Your instructions:
Repeat the records exactly. Every line must match.

---------- Working data

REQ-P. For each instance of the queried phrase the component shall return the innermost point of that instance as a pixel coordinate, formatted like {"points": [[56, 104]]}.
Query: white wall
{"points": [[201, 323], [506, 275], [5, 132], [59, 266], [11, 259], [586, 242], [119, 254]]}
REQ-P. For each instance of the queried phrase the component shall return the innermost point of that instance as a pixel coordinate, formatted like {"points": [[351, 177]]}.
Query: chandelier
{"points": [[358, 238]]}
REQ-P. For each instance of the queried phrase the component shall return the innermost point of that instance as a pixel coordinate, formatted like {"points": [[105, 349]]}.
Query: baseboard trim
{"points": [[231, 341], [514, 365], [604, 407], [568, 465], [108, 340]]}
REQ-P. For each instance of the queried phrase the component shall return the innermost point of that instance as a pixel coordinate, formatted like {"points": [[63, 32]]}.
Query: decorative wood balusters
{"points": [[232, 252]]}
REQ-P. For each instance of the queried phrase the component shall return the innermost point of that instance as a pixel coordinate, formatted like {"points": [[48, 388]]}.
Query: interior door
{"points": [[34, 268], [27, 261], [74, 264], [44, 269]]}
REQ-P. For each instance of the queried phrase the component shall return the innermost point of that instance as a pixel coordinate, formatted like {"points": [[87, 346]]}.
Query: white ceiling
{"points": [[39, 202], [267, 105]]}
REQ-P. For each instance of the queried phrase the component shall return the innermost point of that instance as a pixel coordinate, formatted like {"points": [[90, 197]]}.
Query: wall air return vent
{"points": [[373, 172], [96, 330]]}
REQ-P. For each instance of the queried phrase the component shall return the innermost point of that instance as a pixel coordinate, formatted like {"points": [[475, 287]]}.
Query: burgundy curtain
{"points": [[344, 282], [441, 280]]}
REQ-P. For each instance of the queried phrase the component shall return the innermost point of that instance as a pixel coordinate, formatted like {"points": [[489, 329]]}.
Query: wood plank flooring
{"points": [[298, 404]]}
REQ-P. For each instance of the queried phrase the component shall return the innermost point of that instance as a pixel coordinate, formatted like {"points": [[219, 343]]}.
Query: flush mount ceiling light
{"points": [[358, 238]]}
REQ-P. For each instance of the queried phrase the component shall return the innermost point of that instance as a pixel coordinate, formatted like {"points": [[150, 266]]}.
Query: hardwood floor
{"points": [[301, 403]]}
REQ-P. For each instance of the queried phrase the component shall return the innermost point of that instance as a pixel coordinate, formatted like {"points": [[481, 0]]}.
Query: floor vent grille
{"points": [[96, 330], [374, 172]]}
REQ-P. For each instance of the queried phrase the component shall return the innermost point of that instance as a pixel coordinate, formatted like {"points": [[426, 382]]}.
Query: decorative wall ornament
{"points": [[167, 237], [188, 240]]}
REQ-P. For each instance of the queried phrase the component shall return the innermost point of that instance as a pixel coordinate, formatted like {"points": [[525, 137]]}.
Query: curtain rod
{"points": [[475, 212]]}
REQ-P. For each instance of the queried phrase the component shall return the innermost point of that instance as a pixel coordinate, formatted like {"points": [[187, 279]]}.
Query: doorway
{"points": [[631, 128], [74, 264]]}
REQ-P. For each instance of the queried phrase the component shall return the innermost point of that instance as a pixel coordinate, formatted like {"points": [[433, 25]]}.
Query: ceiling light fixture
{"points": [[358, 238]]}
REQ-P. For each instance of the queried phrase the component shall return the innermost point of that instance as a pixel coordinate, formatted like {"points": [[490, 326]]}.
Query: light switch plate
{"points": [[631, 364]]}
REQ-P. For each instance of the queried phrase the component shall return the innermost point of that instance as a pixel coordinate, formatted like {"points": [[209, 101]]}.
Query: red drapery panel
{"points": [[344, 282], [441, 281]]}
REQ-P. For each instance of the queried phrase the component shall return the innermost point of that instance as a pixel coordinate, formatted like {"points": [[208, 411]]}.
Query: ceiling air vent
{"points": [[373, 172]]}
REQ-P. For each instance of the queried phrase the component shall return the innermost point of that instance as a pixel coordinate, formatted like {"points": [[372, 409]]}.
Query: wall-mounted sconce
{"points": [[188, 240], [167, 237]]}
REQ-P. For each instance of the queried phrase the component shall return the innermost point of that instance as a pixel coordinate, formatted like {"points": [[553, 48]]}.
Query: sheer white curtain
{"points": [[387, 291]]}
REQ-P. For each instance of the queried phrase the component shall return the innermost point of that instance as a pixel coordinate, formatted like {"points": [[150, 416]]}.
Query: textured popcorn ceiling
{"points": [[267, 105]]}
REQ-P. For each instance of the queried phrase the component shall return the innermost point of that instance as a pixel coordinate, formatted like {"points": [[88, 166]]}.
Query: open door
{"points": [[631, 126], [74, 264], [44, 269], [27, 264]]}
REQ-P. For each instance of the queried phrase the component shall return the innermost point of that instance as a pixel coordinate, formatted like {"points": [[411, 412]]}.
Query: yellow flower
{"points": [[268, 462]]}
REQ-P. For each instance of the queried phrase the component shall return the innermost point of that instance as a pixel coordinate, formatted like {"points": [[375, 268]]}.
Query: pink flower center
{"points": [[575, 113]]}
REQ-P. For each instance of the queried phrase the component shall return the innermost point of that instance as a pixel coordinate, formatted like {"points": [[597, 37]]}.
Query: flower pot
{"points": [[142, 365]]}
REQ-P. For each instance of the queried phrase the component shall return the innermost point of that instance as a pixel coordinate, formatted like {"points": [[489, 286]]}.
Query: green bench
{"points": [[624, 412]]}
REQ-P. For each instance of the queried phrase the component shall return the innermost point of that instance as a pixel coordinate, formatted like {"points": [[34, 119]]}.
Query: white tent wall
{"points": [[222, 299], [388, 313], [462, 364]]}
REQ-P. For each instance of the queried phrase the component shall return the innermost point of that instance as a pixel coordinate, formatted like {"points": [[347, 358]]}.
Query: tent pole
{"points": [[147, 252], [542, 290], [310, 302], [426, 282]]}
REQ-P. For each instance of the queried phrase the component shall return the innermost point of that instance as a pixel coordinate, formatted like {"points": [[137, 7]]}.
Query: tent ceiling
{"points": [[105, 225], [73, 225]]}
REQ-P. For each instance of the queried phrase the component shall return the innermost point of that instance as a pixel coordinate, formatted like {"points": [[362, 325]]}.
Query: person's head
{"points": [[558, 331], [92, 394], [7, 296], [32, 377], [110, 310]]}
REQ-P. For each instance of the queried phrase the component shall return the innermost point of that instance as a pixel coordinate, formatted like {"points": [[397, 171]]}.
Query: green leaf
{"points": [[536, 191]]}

--------------------

Your solution:
REQ-P. For each instance of the queried phrase the component shall return the innermost point of that instance as a pixel coordinate, formatted like {"points": [[56, 104]]}.
Query: white wall
{"points": [[201, 323], [506, 275], [5, 132], [59, 266], [11, 259], [586, 242], [119, 254]]}
REQ-P. For each instance of the queried phrase the component shall return the innermost point of that instance as a pixel coordinate, formatted like {"points": [[351, 177]]}.
Query: chandelier
{"points": [[358, 238]]}
REQ-P. For each instance of the queried phrase the component shall return the innermost point of that instance as a pixel coordinate, formatted like {"points": [[105, 349]]}.
Query: baseboard trim
{"points": [[231, 341], [514, 365], [604, 407], [568, 465], [108, 340]]}
REQ-P. For each instance of the queried phrase the component shall return the innermost point of that instance as a pixel coordinate, formatted like {"points": [[63, 32]]}.
Query: decorative wood balusters
{"points": [[232, 252]]}
REQ-P. For each instance of the queried phrase the component shall return the innermost point of that instance as a pixel coordinate, formatted like {"points": [[48, 388]]}.
Query: interior door
{"points": [[34, 268], [27, 261], [74, 264], [44, 269]]}
REQ-P. For each instance of the queried phrase the component shall return the innermost point of that instance as a pixel coordinate, formatted like {"points": [[87, 346]]}.
Query: white ceiling
{"points": [[39, 202], [267, 105]]}
REQ-P. For each instance of the queried phrase the component shall return the innermost point of that instance as a pixel coordinate, formatted like {"points": [[90, 197]]}.
Query: wall air return vent
{"points": [[373, 172], [96, 330]]}
REQ-P. For each instance of the queried phrase the component shall return the innermost point of that instance as a pixel coordinate, formatted like {"points": [[475, 287]]}.
Query: burgundy curtain
{"points": [[344, 282], [441, 280]]}
REQ-P. For each instance of the queried phrase the component shall return the innermost point of that instance as a pixel coordinate, formatted like {"points": [[489, 329]]}.
Query: wood plank flooring
{"points": [[298, 404]]}
REQ-P. For each instance of the queried phrase the component shall return the innermost point of that instance as a pixel coordinate, formatted like {"points": [[219, 343]]}.
Query: flush mount ceiling light
{"points": [[358, 238]]}
REQ-P. For each instance of the queried phrase the component shall return the innermost point of that instance as a pixel coordinate, formatted like {"points": [[150, 266]]}.
Query: hardwood floor
{"points": [[301, 403]]}
REQ-P. For each instance of the queried phrase the component shall return the innermost point of that instance as a pixel coordinate, formatted like {"points": [[481, 0]]}.
Query: floor vent grille
{"points": [[96, 330], [374, 172]]}
REQ-P. For each instance of the queried phrase the component shall return the innermost point of that instance as a pixel coordinate, formatted like {"points": [[426, 382]]}.
Query: decorative wall ornament
{"points": [[167, 237], [188, 240]]}
REQ-P. For each instance of the queried phrase the component shall return the innermost point of that instance as a pixel coordinate, formatted like {"points": [[525, 137]]}.
Query: curtain rod
{"points": [[475, 212]]}
REQ-P. For each instance of the queried phrase the component shall return the innermost point of that instance as a pixel coordinate, formatted like {"points": [[187, 279]]}.
Query: doorway
{"points": [[631, 128], [74, 264]]}
REQ-P. For each instance of the queried phrase the component shall return the innermost point of that instance as a pixel coordinate, formatted like {"points": [[433, 25]]}.
Query: ceiling light fixture
{"points": [[358, 238]]}
REQ-P. For each instance of the queried phrase the component shall return the innermost point of that instance as a pixel coordinate, formatted like {"points": [[490, 326]]}.
Query: light switch plate
{"points": [[631, 364]]}
REQ-P. For each instance of the queried phrase the component shall return the innermost point of that instance as a pixel coordinate, formatted like {"points": [[209, 101]]}.
Query: red drapery panel
{"points": [[344, 282], [441, 281]]}
REQ-P. For each instance of the queried phrase the component shall return the innermost point of that instance as a pixel coordinate, formatted like {"points": [[208, 411]]}.
Query: ceiling air vent
{"points": [[373, 172]]}
REQ-P. For each instance of the queried phrase the component shall return the innermost point of that instance as a pixel coordinate, formatted like {"points": [[372, 409]]}.
Query: wall-mounted sconce
{"points": [[188, 240], [167, 237]]}
REQ-P. For each instance of the queried phrase the component shall return the innermost point of that instance as a pixel coordinate, formatted like {"points": [[553, 48]]}.
Query: sheer white curtain
{"points": [[387, 291]]}
REQ-P. For each instance of the queried phrase the component shall return the innermost point of that instance as a pixel coordinate, formatted like {"points": [[150, 416]]}.
Query: textured popcorn ceiling
{"points": [[267, 105]]}
REQ-P. For each instance of the queried phrase the component shall return the innermost point of that instance as a pixel coordinate, formatted like {"points": [[88, 166]]}.
Query: open door
{"points": [[631, 126], [74, 264], [44, 269], [27, 264]]}
REQ-P. For each instance of the queried phrase the component shall return the innermost point of that instance as a pixel coordinate, formatted like {"points": [[411, 412]]}.
Query: yellow flower
{"points": [[268, 462]]}
REQ-P. For each instance of the queried phrase the component shall return the innermost point of that instance as a pixel coordinate, formatted like {"points": [[375, 268]]}.
Query: pink flower center
{"points": [[575, 113]]}
REQ-P. For each instance of the queried phrase the component shall return the innermost point of that instance as a pixel coordinate, formatted like {"points": [[597, 37]]}.
Query: flower pot
{"points": [[142, 365]]}
REQ-P. For each instance of the queried phrase the component shall return the innermost point of that instance as a pixel coordinate, formatted like {"points": [[489, 286]]}.
Query: green bench
{"points": [[624, 412]]}
REQ-P. For each instance of the queried phrase the component shall return the innermost point of that instance as a pixel coordinate, formatted like {"points": [[34, 119]]}.
Query: white tent wall
{"points": [[222, 299], [388, 313], [462, 364]]}
REQ-P. For each instance of the queried phrase the component shall return the innermost point of that instance as a pixel coordinate, formatted like {"points": [[347, 358]]}.
Query: tent pole
{"points": [[147, 252], [542, 290], [310, 302], [426, 282]]}
REQ-P. For each instance of the queried phrase the component shall return the innermost point of that instance as a pixel coordinate, formatted like {"points": [[137, 7]]}.
Query: tent ceiling
{"points": [[105, 225], [73, 225]]}
REQ-P. For each instance of the queried phrase the component shall return the innermost point of that instance as a pixel coordinate, formatted like {"points": [[362, 325]]}.
Query: person's head
{"points": [[558, 331], [92, 394], [7, 296], [32, 377], [110, 310]]}
REQ-P. For each instance of the queried phrase the component shall return the innermost point of that instance as a pixel coordinate, formatted like {"points": [[397, 171]]}.
Query: green leaf
{"points": [[536, 191]]}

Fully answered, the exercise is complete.